* **What the exercise asks**
Here is a block of entries. Write out its lines exactly, from the first through the one containing "Target: tree trunk".

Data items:

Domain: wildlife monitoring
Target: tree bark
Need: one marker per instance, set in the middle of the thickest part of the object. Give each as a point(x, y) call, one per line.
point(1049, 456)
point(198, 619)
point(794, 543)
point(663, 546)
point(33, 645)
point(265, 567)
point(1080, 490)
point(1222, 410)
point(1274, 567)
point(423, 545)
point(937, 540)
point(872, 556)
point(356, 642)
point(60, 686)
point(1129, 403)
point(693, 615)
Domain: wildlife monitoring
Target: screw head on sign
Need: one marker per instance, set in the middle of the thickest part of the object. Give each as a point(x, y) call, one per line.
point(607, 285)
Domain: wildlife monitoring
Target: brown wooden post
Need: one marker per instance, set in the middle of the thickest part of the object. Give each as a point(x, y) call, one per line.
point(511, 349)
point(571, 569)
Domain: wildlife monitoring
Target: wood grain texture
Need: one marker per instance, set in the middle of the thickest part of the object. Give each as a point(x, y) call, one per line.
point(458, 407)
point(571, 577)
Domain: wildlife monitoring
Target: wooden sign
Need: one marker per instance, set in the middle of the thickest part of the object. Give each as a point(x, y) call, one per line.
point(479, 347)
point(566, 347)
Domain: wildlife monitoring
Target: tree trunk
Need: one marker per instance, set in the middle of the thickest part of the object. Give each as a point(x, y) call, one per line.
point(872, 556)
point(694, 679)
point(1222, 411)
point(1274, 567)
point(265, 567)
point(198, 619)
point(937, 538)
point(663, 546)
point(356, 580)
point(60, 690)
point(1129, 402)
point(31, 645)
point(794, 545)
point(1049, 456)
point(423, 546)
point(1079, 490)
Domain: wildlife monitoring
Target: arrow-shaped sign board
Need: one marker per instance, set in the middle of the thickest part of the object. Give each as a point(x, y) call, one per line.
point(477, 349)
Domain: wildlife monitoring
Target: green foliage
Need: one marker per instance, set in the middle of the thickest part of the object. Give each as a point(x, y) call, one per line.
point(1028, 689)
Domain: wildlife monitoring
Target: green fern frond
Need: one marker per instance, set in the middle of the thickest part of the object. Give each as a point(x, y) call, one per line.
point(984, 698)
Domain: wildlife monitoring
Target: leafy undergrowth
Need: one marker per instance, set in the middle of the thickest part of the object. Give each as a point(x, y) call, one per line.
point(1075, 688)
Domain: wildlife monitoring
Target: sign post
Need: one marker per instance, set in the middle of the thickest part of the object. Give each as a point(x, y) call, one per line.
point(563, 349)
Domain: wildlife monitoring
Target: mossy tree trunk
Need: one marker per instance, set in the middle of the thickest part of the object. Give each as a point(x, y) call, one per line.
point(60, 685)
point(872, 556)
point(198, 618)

* **Solution to the problem**
Domain: wildlife monitoring
Target: tree bark
Need: one marker per instance, set in the middle of the thickest part of the object. Give each as a point(x, y) call, one per line.
point(1049, 456)
point(198, 619)
point(794, 543)
point(663, 546)
point(33, 645)
point(265, 567)
point(1080, 490)
point(1222, 410)
point(1274, 567)
point(423, 545)
point(937, 540)
point(872, 556)
point(356, 642)
point(60, 686)
point(1129, 403)
point(693, 615)
Domain: wildlife monitoring
Target: screw head on sign
Need: one marker per instance, set in the middle of the thickest part of the object. Give each as a point(x, y) call, one per line.
point(607, 285)
Domain: wildlife monitoring
Target: brown wooden post
Need: one marker per instance, set in the middle of the thickest part of the object. Give each as a point(x, y) call, one per line.
point(511, 349)
point(571, 569)
Domain: wildlife monitoring
Target: wood grain texture
Need: one marker per instance, set in the middle of the thickest part of the object. Give each as a point(x, y) call, one per line.
point(458, 407)
point(571, 577)
Domain: wildlife monitoring
Target: wooden sign
Need: one marker per instance, set in the middle of the thickest part of the object. Give each as a point(x, y) call, one per line.
point(479, 347)
point(566, 347)
Domain: wildlife monitoring
Target: tree trunk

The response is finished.